Data records:

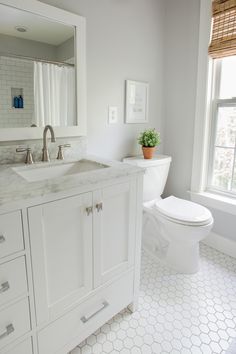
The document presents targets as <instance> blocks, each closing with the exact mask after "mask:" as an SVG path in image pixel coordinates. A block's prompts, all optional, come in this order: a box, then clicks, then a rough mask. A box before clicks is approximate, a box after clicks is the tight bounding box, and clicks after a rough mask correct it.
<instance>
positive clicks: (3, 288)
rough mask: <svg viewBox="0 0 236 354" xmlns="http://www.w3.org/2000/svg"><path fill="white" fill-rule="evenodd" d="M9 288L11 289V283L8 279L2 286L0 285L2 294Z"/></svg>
mask: <svg viewBox="0 0 236 354" xmlns="http://www.w3.org/2000/svg"><path fill="white" fill-rule="evenodd" d="M8 289H10V284H9V283H8V281H6V282H5V283H2V284H1V287H0V294H2V293H4V292H5V291H7V290H8Z"/></svg>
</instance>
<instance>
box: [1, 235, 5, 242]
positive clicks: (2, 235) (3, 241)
mask: <svg viewBox="0 0 236 354" xmlns="http://www.w3.org/2000/svg"><path fill="white" fill-rule="evenodd" d="M5 241H6V239H5V237H4V236H3V235H0V243H3V242H5Z"/></svg>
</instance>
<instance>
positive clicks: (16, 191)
mask: <svg viewBox="0 0 236 354" xmlns="http://www.w3.org/2000/svg"><path fill="white" fill-rule="evenodd" d="M84 159H86V160H92V161H95V162H97V163H99V164H104V165H107V166H108V167H106V168H100V169H97V170H90V171H88V172H81V173H77V174H71V175H66V176H62V177H56V178H53V179H46V180H41V181H37V182H28V181H27V180H25V179H24V178H23V177H22V176H20V175H19V174H18V173H17V172H15V171H14V168H16V167H20V169H21V170H22V169H24V168H25V169H27V168H33V169H37V167H40V166H49V164H67V163H71V162H75V160H68V161H60V162H59V161H57V160H55V161H51V162H50V163H47V162H46V163H45V162H44V163H42V162H40V163H37V164H34V165H24V164H22V163H21V164H19V163H18V164H6V165H0V207H1V209H2V207H4V206H6V205H14V204H15V205H16V206H17V203H18V202H20V201H21V202H23V203H24V204H27V201H30V200H35V198H36V199H38V198H42V199H43V198H44V197H46V196H47V197H48V196H50V197H51V199H52V195H54V194H55V193H59V194H60V196H61V197H63V195H64V194H65V196H66V194H67V193H68V192H70V191H76V192H79V191H81V192H82V191H83V190H85V189H86V188H87V187H88V188H89V187H90V188H91V190H92V189H93V188H95V187H96V186H98V187H99V185H101V184H103V183H104V182H108V181H112V180H115V179H117V178H121V177H127V176H130V175H133V174H137V173H143V172H144V170H143V169H142V168H140V167H137V166H131V165H128V164H126V163H122V162H118V161H113V160H105V159H102V158H99V157H95V156H86V157H84V158H83V160H84ZM46 164H47V165H46ZM85 187H86V188H85ZM88 190H89V189H88ZM43 201H44V200H42V202H43Z"/></svg>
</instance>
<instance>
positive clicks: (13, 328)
mask: <svg viewBox="0 0 236 354" xmlns="http://www.w3.org/2000/svg"><path fill="white" fill-rule="evenodd" d="M14 330H15V328H14V326H13V324H12V323H11V324H9V325H8V326H6V330H5V331H4V332H3V333H2V334H0V340H1V339H4V338H5V337H7V336H9V334H11V333H12V332H14Z"/></svg>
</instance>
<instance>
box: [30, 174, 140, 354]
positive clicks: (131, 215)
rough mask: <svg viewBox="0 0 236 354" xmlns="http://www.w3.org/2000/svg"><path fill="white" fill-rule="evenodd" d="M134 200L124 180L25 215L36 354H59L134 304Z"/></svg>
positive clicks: (87, 335)
mask: <svg viewBox="0 0 236 354" xmlns="http://www.w3.org/2000/svg"><path fill="white" fill-rule="evenodd" d="M136 197H137V179H136V178H129V179H126V180H125V181H121V182H119V181H118V182H116V183H114V184H108V185H103V186H102V188H99V189H95V190H93V191H91V192H86V193H82V194H79V195H76V196H73V197H68V198H65V199H60V200H56V201H53V202H49V203H45V204H41V205H37V206H33V207H30V208H28V224H29V236H30V243H31V257H32V268H33V269H32V270H33V283H34V291H35V306H36V321H37V326H38V327H39V328H40V330H39V334H38V345H39V354H44V353H48V354H52V353H65V354H66V352H67V351H68V350H69V349H72V348H73V345H72V347H68V346H67V345H68V343H70V342H71V343H72V342H73V340H74V341H75V342H74V343H75V344H74V345H76V344H78V343H79V342H80V341H82V340H83V339H85V338H86V337H87V336H88V335H89V334H91V333H92V332H93V331H95V330H96V329H97V328H98V327H99V326H101V325H102V324H103V323H104V322H106V321H107V320H109V319H110V318H111V317H112V316H114V315H115V314H116V313H117V312H119V311H120V310H122V309H123V308H124V307H125V306H128V305H129V304H130V303H132V302H133V298H134V261H135V251H136V247H135V246H136V232H137V229H136V218H137V205H136ZM137 237H139V236H137ZM117 295H118V296H117ZM41 328H42V329H41ZM52 337H53V338H55V337H56V338H58V340H57V341H51V340H50V338H52ZM76 340H77V342H76Z"/></svg>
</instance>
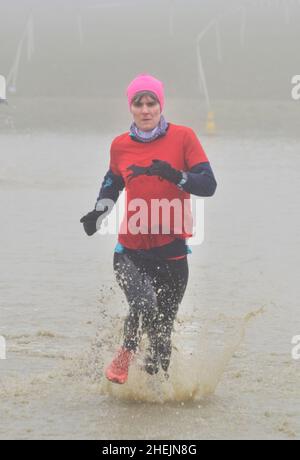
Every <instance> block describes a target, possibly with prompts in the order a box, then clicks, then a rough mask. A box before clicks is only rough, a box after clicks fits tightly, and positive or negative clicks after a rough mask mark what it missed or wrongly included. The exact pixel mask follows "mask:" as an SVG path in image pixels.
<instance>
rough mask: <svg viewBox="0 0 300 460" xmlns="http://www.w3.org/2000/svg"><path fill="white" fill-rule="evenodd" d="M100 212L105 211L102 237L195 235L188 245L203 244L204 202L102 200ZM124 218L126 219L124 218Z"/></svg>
mask: <svg viewBox="0 0 300 460" xmlns="http://www.w3.org/2000/svg"><path fill="white" fill-rule="evenodd" d="M96 210H97V211H105V212H104V213H103V214H102V215H101V216H100V217H99V218H98V221H97V228H98V233H100V234H101V235H106V234H109V235H116V234H118V233H119V234H123V235H124V234H125V235H126V234H128V233H129V234H131V235H138V234H141V235H170V234H171V235H175V236H176V235H182V234H188V235H192V236H190V237H189V238H190V239H189V245H200V244H202V243H203V241H204V200H203V199H201V198H199V197H195V199H192V200H190V199H184V200H180V199H179V198H174V199H173V200H168V199H165V198H163V199H153V198H152V199H150V201H145V200H144V199H140V198H137V199H133V200H130V201H129V202H128V201H127V193H126V192H125V200H118V202H117V205H115V203H114V201H113V200H111V199H101V200H99V201H98V202H97V204H96ZM124 216H125V217H124Z"/></svg>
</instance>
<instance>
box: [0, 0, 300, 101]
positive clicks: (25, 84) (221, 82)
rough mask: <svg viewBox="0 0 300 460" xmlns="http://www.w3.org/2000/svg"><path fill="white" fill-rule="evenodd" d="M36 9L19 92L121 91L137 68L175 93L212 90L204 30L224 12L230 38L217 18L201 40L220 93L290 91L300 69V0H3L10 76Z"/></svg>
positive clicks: (183, 96)
mask: <svg viewBox="0 0 300 460" xmlns="http://www.w3.org/2000/svg"><path fill="white" fill-rule="evenodd" d="M93 6H99V8H92V7H93ZM241 7H245V9H244V10H243V9H239V8H241ZM243 11H244V12H245V16H243ZM30 15H32V18H33V19H32V20H33V44H34V49H33V52H32V57H31V60H30V61H29V60H28V57H27V47H28V40H27V39H26V38H24V42H23V47H22V52H21V56H20V61H19V65H18V74H17V85H16V86H17V93H16V95H17V96H26V97H27V96H28V97H32V96H47V97H63V96H65V97H74V96H76V97H95V96H103V97H104V96H107V97H117V98H118V97H123V95H124V89H125V87H126V84H127V83H128V82H129V81H130V79H132V78H133V77H134V76H135V75H136V74H137V73H140V72H150V73H153V74H154V75H156V76H157V77H158V78H161V79H162V80H163V81H164V83H165V85H166V88H167V92H168V95H169V96H171V97H194V96H196V97H202V96H203V88H202V86H201V84H200V83H199V72H198V67H197V36H198V34H199V33H200V32H201V31H202V30H203V29H204V28H205V27H206V26H207V24H208V23H209V22H210V21H211V20H213V19H216V18H219V23H218V24H219V38H220V47H219V48H218V42H217V35H216V28H215V27H213V28H212V29H211V30H210V31H209V32H208V33H207V34H206V36H205V37H204V39H203V40H202V42H201V45H200V50H201V57H202V61H203V66H204V70H205V77H206V80H207V87H208V91H209V93H210V96H211V97H213V98H216V99H234V98H245V99H252V98H253V99H256V98H257V99H281V98H282V99H286V98H287V97H288V94H289V92H290V80H291V76H292V75H295V74H299V73H300V69H299V67H300V65H299V45H298V44H299V43H300V27H299V23H300V5H299V2H298V1H296V0H285V1H284V0H282V1H281V0H271V1H268V0H227V1H224V0H198V1H197V0H173V1H171V0H119V1H117V0H110V1H109V0H107V1H100V0H75V1H74V0H72V1H71V0H63V1H59V2H58V1H54V2H53V1H51V2H50V1H36V0H35V1H30V0H27V1H26V0H25V1H24V0H23V1H22V0H19V1H17V0H13V1H12V0H9V1H8V0H2V1H1V2H0V16H1V29H0V74H2V75H4V76H6V77H7V76H8V74H9V71H10V70H11V68H12V66H13V64H14V62H15V58H16V55H17V50H18V46H20V41H21V39H22V37H23V36H24V34H25V36H26V25H27V24H28V20H29V17H30ZM243 17H244V18H245V23H244V26H243V25H242V24H243V22H242V21H243Z"/></svg>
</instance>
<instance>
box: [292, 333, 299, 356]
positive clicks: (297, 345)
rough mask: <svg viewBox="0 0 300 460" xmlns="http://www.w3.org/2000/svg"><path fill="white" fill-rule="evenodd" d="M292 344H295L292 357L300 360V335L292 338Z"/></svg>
mask: <svg viewBox="0 0 300 460" xmlns="http://www.w3.org/2000/svg"><path fill="white" fill-rule="evenodd" d="M292 345H294V347H293V348H292V358H293V359H294V360H295V361H299V360H300V335H295V336H294V337H293V338H292Z"/></svg>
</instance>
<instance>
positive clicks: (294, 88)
mask: <svg viewBox="0 0 300 460" xmlns="http://www.w3.org/2000/svg"><path fill="white" fill-rule="evenodd" d="M292 86H293V87H292V98H293V99H294V101H300V75H294V76H293V78H292Z"/></svg>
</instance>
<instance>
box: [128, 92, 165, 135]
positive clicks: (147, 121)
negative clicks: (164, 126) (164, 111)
mask: <svg viewBox="0 0 300 460" xmlns="http://www.w3.org/2000/svg"><path fill="white" fill-rule="evenodd" d="M130 112H131V113H132V116H133V120H134V122H135V124H136V125H137V127H138V128H139V129H140V130H141V131H151V130H152V129H154V128H156V126H157V125H158V123H159V120H160V115H161V110H160V104H159V102H158V101H156V100H155V99H153V98H152V97H151V96H147V95H145V96H143V97H142V98H141V99H140V100H139V101H138V102H134V103H132V104H131V106H130Z"/></svg>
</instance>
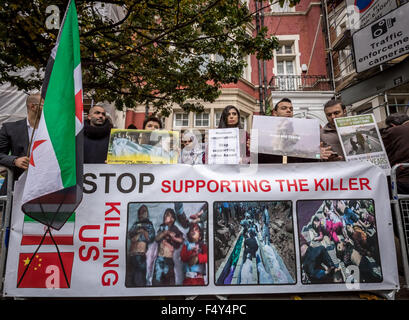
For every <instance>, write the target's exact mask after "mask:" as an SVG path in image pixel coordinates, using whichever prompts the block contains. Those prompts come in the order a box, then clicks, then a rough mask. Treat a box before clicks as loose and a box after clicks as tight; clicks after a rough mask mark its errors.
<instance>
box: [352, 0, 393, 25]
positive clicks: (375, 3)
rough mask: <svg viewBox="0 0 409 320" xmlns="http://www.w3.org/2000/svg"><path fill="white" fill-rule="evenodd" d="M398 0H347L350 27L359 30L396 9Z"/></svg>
mask: <svg viewBox="0 0 409 320" xmlns="http://www.w3.org/2000/svg"><path fill="white" fill-rule="evenodd" d="M396 7H397V3H396V0H392V1H391V0H347V17H348V24H349V28H350V29H352V30H358V29H361V28H364V27H365V26H367V25H368V24H370V23H371V22H373V21H375V20H377V19H379V18H381V17H382V16H384V15H385V14H387V13H388V12H390V11H392V10H394V9H396Z"/></svg>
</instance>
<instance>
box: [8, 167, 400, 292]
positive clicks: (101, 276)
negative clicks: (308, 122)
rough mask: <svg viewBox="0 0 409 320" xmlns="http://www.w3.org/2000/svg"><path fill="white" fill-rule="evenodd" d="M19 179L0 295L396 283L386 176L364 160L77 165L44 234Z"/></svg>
mask: <svg viewBox="0 0 409 320" xmlns="http://www.w3.org/2000/svg"><path fill="white" fill-rule="evenodd" d="M23 179H24V176H23V178H22V179H21V180H19V181H18V182H17V183H16V185H15V189H14V190H15V191H14V198H13V212H12V216H11V225H10V237H9V249H8V256H7V265H6V273H5V281H4V290H3V292H4V296H6V297H51V298H52V297H65V298H67V297H121V296H122V297H132V296H135V297H136V296H145V297H146V296H174V295H182V296H190V295H236V294H263V293H265V294H272V293H302V292H336V291H348V290H358V291H377V290H383V291H385V290H386V291H387V290H395V289H397V288H399V279H398V272H397V263H396V251H395V243H394V236H393V235H394V233H393V223H392V216H391V208H390V202H389V198H388V186H387V179H386V175H385V173H384V171H383V170H381V169H380V168H379V167H377V166H374V165H372V164H371V163H368V162H360V161H356V162H355V163H354V165H353V166H352V165H351V163H346V162H334V163H309V164H286V165H273V164H263V165H258V166H254V165H250V166H246V165H193V166H192V165H187V164H168V165H153V164H150V165H148V164H138V165H128V164H123V165H110V164H86V165H84V196H83V200H82V202H81V204H80V205H79V206H78V208H77V210H76V212H75V213H73V215H72V216H71V217H70V218H69V219H68V220H67V222H66V224H65V225H64V226H63V227H62V228H61V229H60V230H54V229H51V233H50V232H48V229H47V228H44V225H42V224H41V223H39V222H38V221H36V220H33V219H29V218H27V217H26V216H25V215H24V214H23V212H22V211H21V194H22V189H23V188H24V182H25V181H24V180H23ZM328 257H330V258H328ZM306 261H311V263H307V262H306Z"/></svg>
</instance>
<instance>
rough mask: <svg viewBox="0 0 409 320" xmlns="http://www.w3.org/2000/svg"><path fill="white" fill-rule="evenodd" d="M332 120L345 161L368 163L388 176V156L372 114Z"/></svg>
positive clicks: (375, 121) (388, 160) (354, 116)
mask: <svg viewBox="0 0 409 320" xmlns="http://www.w3.org/2000/svg"><path fill="white" fill-rule="evenodd" d="M334 120H335V121H334V122H335V126H336V128H337V133H338V137H339V141H341V146H342V150H343V151H344V155H345V159H346V161H356V160H360V161H369V162H371V163H373V164H374V165H376V166H378V167H380V168H381V169H383V170H384V171H385V173H386V174H387V175H390V171H391V166H390V164H389V160H388V155H387V154H386V151H385V147H384V145H383V141H382V138H381V134H380V133H379V129H378V126H377V125H376V121H375V118H374V115H373V114H368V115H359V116H351V117H344V118H337V119H334Z"/></svg>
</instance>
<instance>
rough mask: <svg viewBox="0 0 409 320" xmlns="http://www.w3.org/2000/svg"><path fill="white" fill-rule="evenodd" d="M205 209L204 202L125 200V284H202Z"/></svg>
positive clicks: (202, 272) (204, 251)
mask: <svg viewBox="0 0 409 320" xmlns="http://www.w3.org/2000/svg"><path fill="white" fill-rule="evenodd" d="M207 211H208V210H207V203H206V202H197V203H183V202H175V203H162V202H155V203H129V204H128V235H127V263H126V281H125V286H126V287H128V288H130V287H146V286H157V287H163V286H175V285H203V286H204V285H206V284H207V283H208V279H207V274H208V271H207V269H208V268H207V256H208V250H207V247H208V241H207V217H208V213H207ZM155 230H157V231H155ZM185 275H186V276H185Z"/></svg>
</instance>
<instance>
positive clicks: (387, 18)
mask: <svg viewBox="0 0 409 320" xmlns="http://www.w3.org/2000/svg"><path fill="white" fill-rule="evenodd" d="M408 14H409V3H407V4H404V5H402V6H400V7H399V8H397V9H395V10H393V11H391V12H389V13H388V14H386V15H384V16H383V17H382V18H379V19H378V20H376V21H375V22H372V23H371V24H369V25H367V26H366V27H365V28H362V29H360V30H359V31H357V32H355V33H354V34H353V36H352V40H353V43H354V56H355V63H356V71H357V72H362V71H365V70H368V69H370V68H372V67H375V66H378V65H381V64H384V63H387V62H388V61H390V60H393V59H396V58H398V57H400V56H402V55H404V54H406V53H408V52H409V20H408V19H407V16H408Z"/></svg>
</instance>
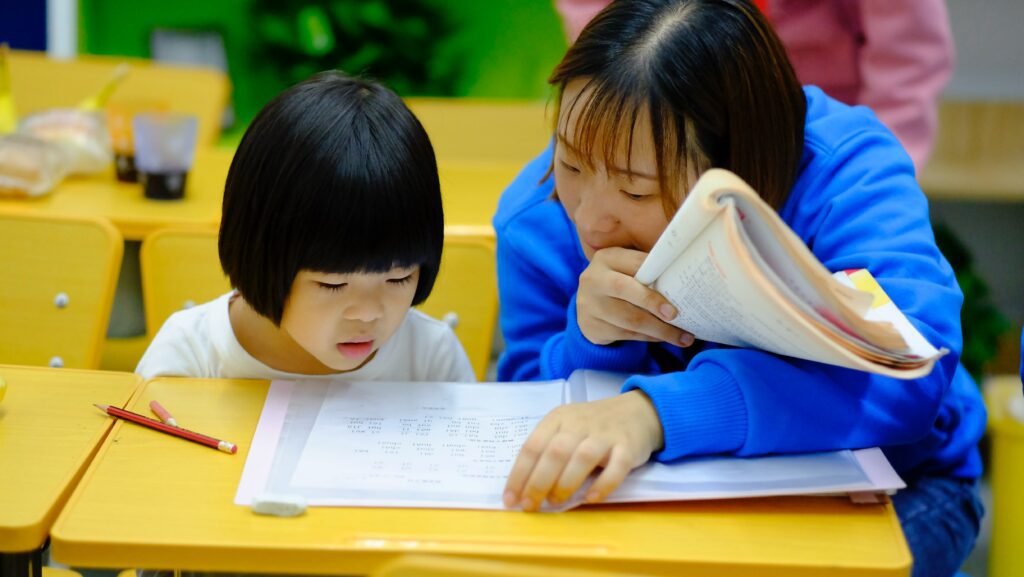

§ Written task: Report every line of the records above that contains the word "come", treating uppercase and lowercase as different.

§ Answer box:
The document presents targets as <instance> blocks, each closing with the exact mask after "mask:" as an SVG path in image pixel coordinates. A block's prompts, all optional, come in this order: a box, then clicks, then a rough mask. A box before clicks is approximate, a box after clicks is the tight bounding box, and clicks after a rough mask correct it.
For every <instance>, write the target's exact mask after "mask:" as an SVG path in image pixel coordinates, using whichever prompts the block contains. Those prompts come in the order a box, then clicks, then a rough mask. Treat a box before clicks as loose and a box after clicks as tight; clicks after a rough mask mark its errors.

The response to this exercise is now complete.